## QUESTIONS
A. Reproduce word for word the stretch of the notes on medieval galleys from "[14] Spinello’s works, according" through "find no record.".
B. Answer these questions from the notes on medieval galleys, marking each answer to match its question:
(i) How many rowers does Marino Sanudo assign for a galley equipped ai Terzaruoli?
(ii) In what year was Pietro Martire d'Anghieria sent ambassador to Egypt from the Spanish Court?
(iii) To what year is Spinello's religious picture at Siena assigned?

## PAGE EXCERPT

▬▬▬▬▬▬

[12] Signor Casoni (p. 324) expresses his belief that no galley of the 14th century had more than 100 oars. I differ from him with hesitation, and still more as I find M. Jal agrees in this view. I will state the grounds on which I came to a different conclusion. (1) Marino Sanudo assigns 180 rowers for a galley equipped ai Terzaruoli (p. 75). This seemed to imply something near 180 oars, for I do not find any allusion to reliefs being provided. In the French galleys of the 18th century there were no reliefs except in this way, that in long runs without urgency only half the oars were pulled. (See Mém. d’un Protestant condamné aux Galères, etc., Réimprimés, Paris, 1865, p. 447.) If four men to a bench were to be employed, then Sanudo seems to calculate for his smaller galleys 220 men actually rowing (see pp. 75–78). This seems to assume 55 benches, i.e., 28 on one side and 27 on the other, which with 3-banked oars would give 165 rowers. (2) Casoni himself refers to Pietro Martire d’Anghieria’s account of a Great Galley of Venice in which he was sent ambassador to Egypt from the Spanish Court in 1503. The crew amounted to 200, of whom 150 were for working the sails and oars, that being the number of oars in each galley, one man to each oar and three to each bench. Casoni assumes that this vessel must have been much larger than the galleys of the 14th century; but, however that may have been, Sanudo to his galley assigns the larger crew of 250, of whom almost exactly the same proportion (180) were rowers. And in the galeazza described by Pietro Martire the oars were used only as an occasional auxiliary. (See his Legationis Babylonicæ Libri Tres, appended to his 3 Decads concerning the New World; Basil. 1533, f. 77 ver.) (3) The galleys of the 18th century, with their great oars 50 feet long pulled by six or seven men each, had 25 benches to the side, and only 4′ 6″ (French) gunnel-space to each oar. (See Mém. d’un Protest., p. 434.) I imagine that a smaller space would suffice for the 3 light oars of the mediæval system, so that this need scarcely be a difficulty in the face of the preceding evidence. Note also the three hundred rowers in Joinville’s description quoted at [p. 40]. The great galleys of the Malay Sultan of Achin in 1621 had, according to Beaulieu, from 700 to 800 rowers, but I do not know on what system.
[13] Marinus Sanutius, p. 78. These titles occur also in the Documenti d’ Amore of Fr. Barberino referred to at [p. 117] of this volume:—
“Convienti qui manieri
Portolatti e prodieri
E presti galeotti
Aver, e forti e dotti.”
[14] Spinello’s works, according to Vasari, extended from 1334 till late in the century. A religious picture of his at Siena is assigned to 1385, so the frescoes may probably be of about the same period. Of the battle represented I can find no record.
[15] Engraved in Jal, i. 330; with other mediæval illustrations of the same points.
[16] To these Casoni adds Sifoni for discharging Greek fire; but this he seems to take from the Greek treatise of the Emperor Leo. Though I have introduced Greek fire in the cut at [p. 49], I doubt if there is evidence of its use by the Italians in the thirteenth century. Joinville describes it like something strange and new.
In after days the artillery occupied the same position, at the bow of the galley.

▬▬▬▬▬▬

## DATA LISTING
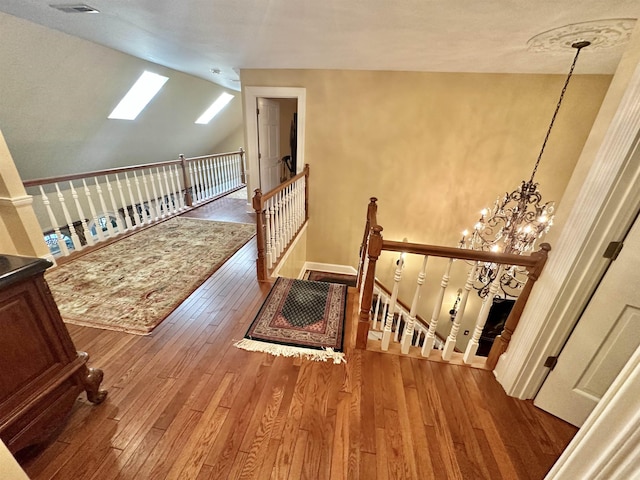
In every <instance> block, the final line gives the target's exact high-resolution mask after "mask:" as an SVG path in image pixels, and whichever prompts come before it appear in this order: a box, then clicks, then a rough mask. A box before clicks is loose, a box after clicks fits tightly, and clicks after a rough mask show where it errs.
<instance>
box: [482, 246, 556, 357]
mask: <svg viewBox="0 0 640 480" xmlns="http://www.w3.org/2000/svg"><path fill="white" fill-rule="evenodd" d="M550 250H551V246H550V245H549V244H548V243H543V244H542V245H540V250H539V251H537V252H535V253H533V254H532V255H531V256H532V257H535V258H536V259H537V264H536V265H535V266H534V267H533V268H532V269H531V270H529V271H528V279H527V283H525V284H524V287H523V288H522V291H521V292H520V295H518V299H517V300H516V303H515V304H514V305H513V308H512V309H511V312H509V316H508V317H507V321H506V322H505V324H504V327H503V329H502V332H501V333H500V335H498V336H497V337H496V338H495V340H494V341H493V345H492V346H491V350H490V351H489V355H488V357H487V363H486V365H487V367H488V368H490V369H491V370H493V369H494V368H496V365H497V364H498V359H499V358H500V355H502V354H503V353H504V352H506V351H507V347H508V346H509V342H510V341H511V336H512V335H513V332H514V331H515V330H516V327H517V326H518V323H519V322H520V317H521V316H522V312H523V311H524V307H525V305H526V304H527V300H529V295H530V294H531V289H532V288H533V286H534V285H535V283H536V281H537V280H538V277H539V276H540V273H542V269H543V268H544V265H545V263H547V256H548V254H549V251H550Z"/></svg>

▬▬▬▬▬▬

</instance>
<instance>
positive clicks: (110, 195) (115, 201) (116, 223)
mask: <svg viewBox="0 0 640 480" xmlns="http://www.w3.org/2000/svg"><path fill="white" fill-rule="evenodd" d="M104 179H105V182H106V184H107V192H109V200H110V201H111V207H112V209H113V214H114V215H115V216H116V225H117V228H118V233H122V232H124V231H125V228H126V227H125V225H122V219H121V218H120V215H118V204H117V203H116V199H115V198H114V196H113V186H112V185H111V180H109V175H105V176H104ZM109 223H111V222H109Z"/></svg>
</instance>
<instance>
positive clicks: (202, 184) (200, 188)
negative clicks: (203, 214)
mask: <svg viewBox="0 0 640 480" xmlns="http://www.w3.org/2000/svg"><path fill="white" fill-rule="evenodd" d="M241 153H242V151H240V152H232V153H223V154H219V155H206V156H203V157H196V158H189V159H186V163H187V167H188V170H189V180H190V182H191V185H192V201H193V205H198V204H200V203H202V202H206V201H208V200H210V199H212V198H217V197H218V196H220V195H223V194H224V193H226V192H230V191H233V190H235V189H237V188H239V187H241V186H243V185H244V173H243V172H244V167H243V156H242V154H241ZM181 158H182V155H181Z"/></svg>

▬▬▬▬▬▬

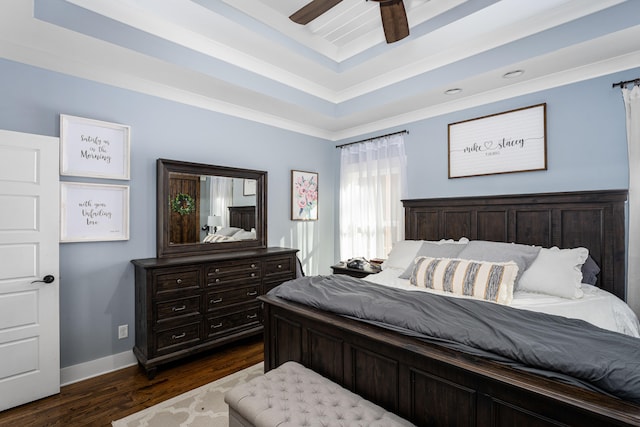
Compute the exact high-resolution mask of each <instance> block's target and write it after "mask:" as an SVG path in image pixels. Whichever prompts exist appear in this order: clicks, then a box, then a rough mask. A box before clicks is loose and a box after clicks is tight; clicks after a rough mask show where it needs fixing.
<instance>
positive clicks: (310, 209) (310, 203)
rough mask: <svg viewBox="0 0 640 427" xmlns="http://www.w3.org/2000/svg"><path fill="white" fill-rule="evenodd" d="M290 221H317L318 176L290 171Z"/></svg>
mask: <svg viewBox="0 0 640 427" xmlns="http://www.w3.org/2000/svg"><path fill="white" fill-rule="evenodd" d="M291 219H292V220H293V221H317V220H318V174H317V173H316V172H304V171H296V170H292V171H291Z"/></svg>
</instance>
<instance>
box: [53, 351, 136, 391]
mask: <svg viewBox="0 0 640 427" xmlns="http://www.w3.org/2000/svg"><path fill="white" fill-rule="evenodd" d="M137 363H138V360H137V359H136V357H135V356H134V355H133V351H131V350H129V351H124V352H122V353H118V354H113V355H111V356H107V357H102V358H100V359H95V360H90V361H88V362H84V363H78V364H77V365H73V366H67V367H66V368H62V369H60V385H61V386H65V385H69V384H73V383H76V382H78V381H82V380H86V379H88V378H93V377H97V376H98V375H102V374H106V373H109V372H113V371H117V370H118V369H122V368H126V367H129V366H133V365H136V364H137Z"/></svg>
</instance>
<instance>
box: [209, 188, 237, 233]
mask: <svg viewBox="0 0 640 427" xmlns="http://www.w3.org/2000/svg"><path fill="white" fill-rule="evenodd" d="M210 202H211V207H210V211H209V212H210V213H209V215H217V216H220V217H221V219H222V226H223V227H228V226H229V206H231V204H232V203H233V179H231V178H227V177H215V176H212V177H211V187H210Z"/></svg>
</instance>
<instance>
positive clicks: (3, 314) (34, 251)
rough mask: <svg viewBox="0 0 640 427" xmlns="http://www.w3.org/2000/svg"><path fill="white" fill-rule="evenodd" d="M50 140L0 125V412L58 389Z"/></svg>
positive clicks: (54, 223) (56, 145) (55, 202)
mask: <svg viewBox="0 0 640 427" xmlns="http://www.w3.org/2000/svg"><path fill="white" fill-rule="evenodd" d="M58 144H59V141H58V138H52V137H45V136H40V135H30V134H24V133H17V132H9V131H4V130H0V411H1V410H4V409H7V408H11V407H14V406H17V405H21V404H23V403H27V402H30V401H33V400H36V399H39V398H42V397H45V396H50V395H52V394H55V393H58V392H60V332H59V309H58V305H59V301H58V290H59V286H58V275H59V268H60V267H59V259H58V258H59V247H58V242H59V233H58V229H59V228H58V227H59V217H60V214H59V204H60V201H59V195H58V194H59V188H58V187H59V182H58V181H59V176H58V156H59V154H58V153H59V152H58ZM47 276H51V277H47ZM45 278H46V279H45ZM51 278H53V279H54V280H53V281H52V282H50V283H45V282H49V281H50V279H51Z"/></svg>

▬▬▬▬▬▬

## TASK-BY-TASK ANSWERS
A.
[14] Spinello’s works, according to Vasari, extended from 1334 till late in the century. A religious picture of his at Siena is assigned to 1385, so the frescoes may probably be of about the same period. Of the battle represented I can find no record.

B.
(i) 180
(ii) 1503
(iii) 1385